══ Source document ══

Published by William Morrow ISBN 978-0-06-228324-5
Trade paperbacks, $14.99, 368 pages
What drew me to Emily Arsenault's book was that it revolved around an adult brother-sister relationship. That's not something you see all that frequently; there are many books with sisters' stories- Lisa See's Shanghai Girls, John Searles' Help For The Haunted and Louisa May Alcott's classic Little Women to name a few- but stories featuring brother-sister relationships are not as numerous.
Arsenault's book pulled me in from it's opening line: "What are you supposed to do on the second night your brother is in jail on a murder charge?" Like Searles' brilliant novel, What Strange Creatures successfully combines a murder mystery with a family character study that makes your heart ache for the people involved.
Theresa Battles is a thirty-something divorced woman who has been working for seven long years on her doctoral thesis about Margery Kempe, who is credited with writing the first autobiography in the English language. Kempe was a religious pilgrim, who had visions and believed that Jesus spoke to her. She was not a popular woman in her community, as her wailing and crying disturbed the neighbors.
Theresa's brother Jeff is one year older than her and he's "supposed to be some kind of genius." Theresa believes that "while Jeff has many enviable skills- creativity, origami skill, loyalty, and superfast metabolism", she has never thought him a genius.
Jeff drove a school bus for awhile, and then an ice cream truck. Now he was unemployed and spent his days drinking and his nights at Theresa's, hoping she has leftover takeout in her fridge. He finally has a girlfriend, Kim, who leaves home to visit her sister one weekend and never returns.
Kim's body is found in a wooded area. A screwdriver with her blood on it is found in Jeff's car trunk and he is arrested for her murder. Theresa doesn't believe her brother is capable of killing Kim, and sets out to find the real murderer.

═══

Problems and tasks ->
• a. According to the review of What Strange Creatures, how long has Theresa Battles been working on her doctoral thesis?
• b. Write the next part of the review of What Strange Creatures, starting after its last sentence.
The material after this book review is separate from it.

══ Collected material ══

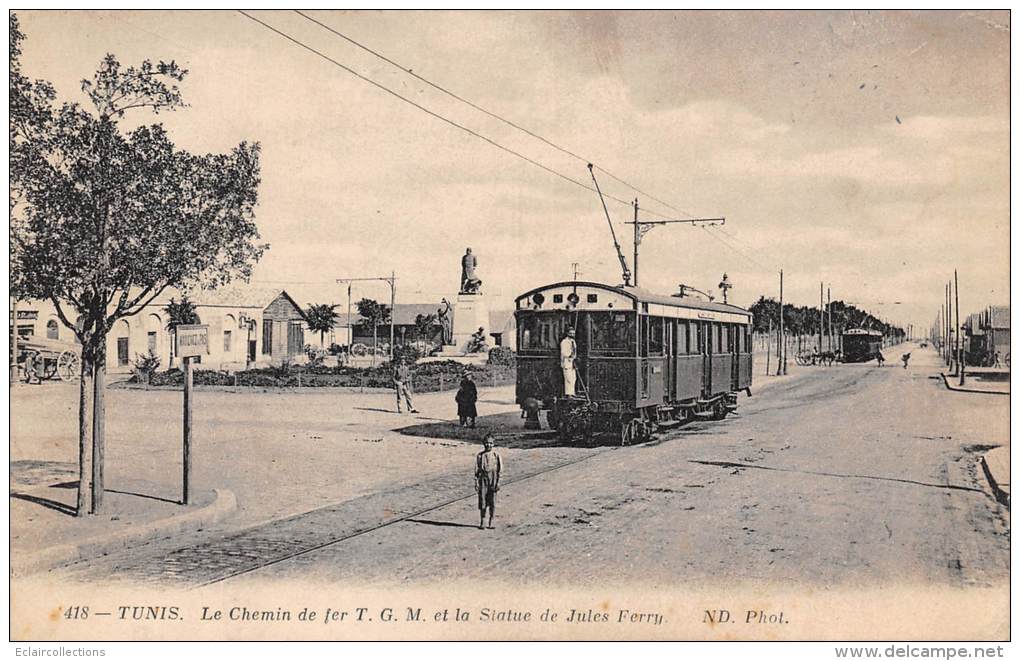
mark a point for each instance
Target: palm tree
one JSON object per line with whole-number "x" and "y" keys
{"x": 321, "y": 317}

═══

Results by task ->
• a. Seven years.

• b.
Jeff seems to to think there is nothing he can do to help his situation. He lets things happen to him, instead of making things happen for him. Their last name "Battles" is ironic here; Jeff does nothing to fight for himself. He just wallows in his defeatist attitude about his life.
Theresa says of their family dynamic:
"Driving home, I considered the concept of enabler. It was something I'd been thinking about a lot lately. I never meant to be one, you see. I've noticed there is little sympathy out there for enablers. Not that there should be a great deal, but this is something I wish people understood: It's a role that sneaks up on you."and
"If we were a family that talked directly about feelings or worries or troubling behaviors or anything at all, really, this would perhaps have been when we talked about it. But we don't, so we didn't. That's how it sneaks up on you, see?"
When Jeff is arrested, Theresa says "We're used to disappointment." They believe their family motto should be "We're Battles. What chance did we have?" Their propensity to believe that bad things will happen to them is maddening and sad. We never discover where exactly this attitude comes from, and I was pleased not to find some deep, dark secret behind it. They are the way they are, and though their divorced parents can be difficult to deal with, they are no more difficult than anybody else's parents.
They mystery of who killed Kim is satisfying and a careful reader may pick up on clues to the conclusion, although there is no shortage of suspects. Theresa gets herself into some tight spots trying to save her brother, and the sense of dread and panic builds as the story goes along.
The title What Strange Creatures comes from a Jane Austen quote in Mansfield Park- "What strange creatures brothers are!" This is an astute, sharp psychological mystery that captured me from the opening line and didn't let go until the very end. The brother-sister dynamic is so heartfelt and realistic, I felt like I probably knew Jeff and Theresa Battles somewhere along the way.
rating 5 of 5
Emily Arsenault's website is here.
My review of John Searles' Help For The Haunted is here.
Thanks to TLC Tours for putting me on Emily Arsenault's tour. The rest of Emily's stops are here.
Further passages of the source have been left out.